Pourquoi déposer un brevet ?
Déposer un brevet permet de sécuriser une innovation technologique : le brevet confère un monopole d’exploitation en France jusqu’à 20 ans, sous réserve de paiement des annuités, ce qui en fait un actif stratégique pour une entreprise . Il protège contre toute exploitation non autorisée par des concurrents. Plus qu’une simple protection juridique, le brevet est un vecteur de crédibilité vis-à-vis d’investisseurs ou de partenaires, ouvrant ainsi des opportunités de licence, cession ou collaboration industrielle .
Pour une PME ou un entrepreneur individuel, le brevet assure une légitimité technique forte. Dans le contexte e‑commerce, il peut être intégré dans une stratégie marketing pour renforcer le positionnement du produit, expliquer son caractère unique, et rassurer les consommateurs via la preuve de propriété intellectuelle.
Qu’est‑ce qui rend une invention brevetable ?
Trois conditions strictes doivent être satisfaites : la nouveauté, l’activité inventive et l’application industrielle.
___
Les tâches:
1. D'après le texte sur le dépôt de brevet, quelle est la durée maximale du monopole d'exploitation conféré en France, et à quelle condition ?
2. Poursuivez le texte sur le dépôt de brevet à partir de sa dernière phrase.

Extrait de données:
___
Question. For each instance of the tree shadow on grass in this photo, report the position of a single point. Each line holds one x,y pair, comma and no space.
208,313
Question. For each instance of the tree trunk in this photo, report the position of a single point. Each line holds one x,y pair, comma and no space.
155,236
___
Réponses par tâche:
1. Jusqu'à 20 ans, sous réserve du paiement des annuités.

2.
La nouveauté implique que l’invention n’ait jamais été rendue publique, même dans des documents obscurs. L’activité inventive signifie qu’elle ne relève pas d’une évolution évidente de ce qui existe déjà. Enfin, il doit s’agir d’une solution technique permettant une exploitation tangible. Par exemple, un algorithme pur est rarement éligible en Europe : il faut démontrer des effets techniques.
La recherche d’antériorité est essentielle avant toute rédaction : elle permet d’anticiper les risques de rejet ou de contrefaçon. Elle s’appuie sur des bases internationales (brevets, publications scientifiques, standards sectoriels) et doit être réalisée de façon rigoureuse.
Se préparer et rédiger la demande
La préparation du dossier de brevet est une phase fondamentale. Il est souvent conseillé de faire appel à un conseil en propriété industrielle : ce professionnel maîtrise à la fois les aspects techniques et juridiques, rédige les revendications, l’abrégé, la description complète et les dessins explicatifs. Une rédaction imprécise limite la portée de la protection et peut générer des coûts supplémentaires via des demandes divisionnaires ou modifications postérieures.
Au moment du dépôt, des éléments obligatoires doivent figurer : identification du déposant, description exhaustive, revendications, éventuellement dessins, et abrégé. Si un élément est manquant, l’INPI vous demandera de le compléter sous un mois, la date de dépôt étant alors reportée.
Un éventuel mécanisme de priorité interne permet, dans les douze mois suivant un dépôt initial, d’enrichir la demande tout en conservant la date antérieure pour les éléments communs.
Le dépôt à l’INPI : entre process numérique et obligations
La demande s’effectue intégralement en ligne via le portail e‑Procédures de l’INPI, ce qui accélère les formalités et facilite le dépôt.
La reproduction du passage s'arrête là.